• [Extract to read]:
+--

Note: This article is part of a series. Check out the full series: Part 2, Part 3.
Simply put: you can make more money with online courses than what you could make in an average well-paid Silicon Valley job.
We’ve rounded up 39 tips from some awesome course creators who are ready to help you get your course stand out and your learners engaged.
1. Do the work FIRST to create your audience.
To me, that's your most important goal. You could launch a course that promises all sorts of amazing transformations for a great price and throw in a free puppy but if it doesn't appeal to your audience, you've got a course that doesn't sell.
My email list grew because I focused on growing it and created a plan for it BEFORE I launched my course. Then, I sent more value and freebies their way in the form of weekly emails. When I launched, I had a higher than average conversion rate and I believe it's because it was the right course for the right audience.
I haven't done Facebook ads or anything other than sharing my knowledge and expertise (from my 15 years reporting in major TV markets) in Facebook groups geared to TV Reporters, my own FB page, my Instagram account and my email list. And I narrowed down on the transformations this audience is craving by sending a Surveymonkey survey to them as my first step.
Niche down on your ideal client and get to know what they want. Then give it to them with abandon.
I have a friend who laments that too many people are unsubscribing from her educational emails every time she sends them. I tell her, "good, if they're not YOUR audience, you don't need them." I took the time to niche down on my audience (TV Reporters with 2-3 years experience) and then provide them value and free resources. I get unsubscribes too, and that's ok.
2. Get everyone onto a live training.
Best to get everyone onto a live training - like a webinar - with a slide deck that is giving them ONE problem you've solved in your course and sell to them at the end of the training really feeding into their pain points and struggles. Make sure the price of the course is high enough it seems legit (most sell for $497-$997). Offer a 6-month or 12-month payment plan.
Create 7-day of follow up emails to everyone who doesn't buy on the live training, and most of the sales will happen on the last day.
3. Select and test where and how your online course will be hosted before launching.
Moving the content from one platform to another due to any number of foreseeable problems creates a painful experience for students and monetary pitfalls for you.
4. Start with an outline.

+--

• [Data listing]:
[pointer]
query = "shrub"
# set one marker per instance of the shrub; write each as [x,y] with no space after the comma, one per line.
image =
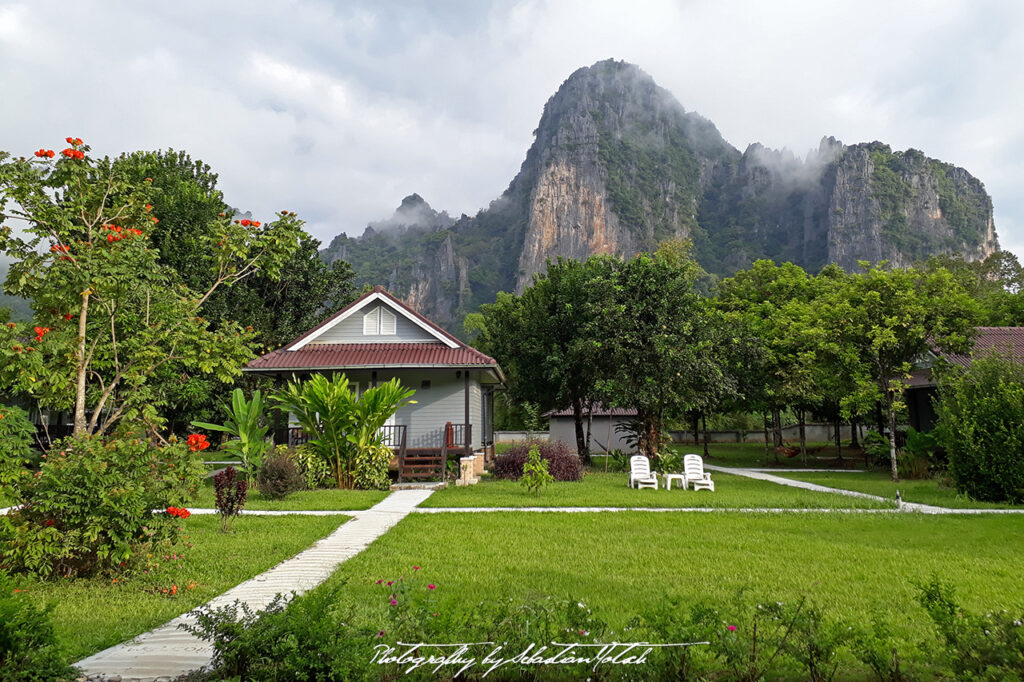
[562,464]
[535,471]
[231,493]
[976,647]
[315,471]
[29,649]
[371,467]
[280,476]
[90,505]
[981,427]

+--

• [Written tasks]:
1. Restate word for word the passage of the online course tips article from "Note: This article" up to and including "your learners engaged.".
2. Summarize the online course tips article in two sentences.
3. Answer these questions about the online course tips article.
(a) How many tips does the article say it has rounded up?
(b) For what price range do most courses sell, according to the advice on live trainings?
(c) How many days of follow-up emails should go to those who don't buy during the live training?

• [Outputs]:
1.
Note: This article is part of a series. Check out the full series: Part 2, Part 3.
Simply put: you can make more money with online courses than what you could make in an average well-paid Silicon Valley job.
We’ve rounded up 39 tips from some awesome course creators who are ready to help you get your course stand out and your learners engaged.

2. The article presents tips from course creators, and its first tip is to build and get to know a narrow audience before launching, as one creator did by growing an email list, surveying readers and sending them free value. It also advises selling through a live training with a follow-up email sequence and choosing and testing a hosting platform before launch, because moving content later hurts both students and income.

3.
(a) 39
(b) $497 to $997
(c) Seven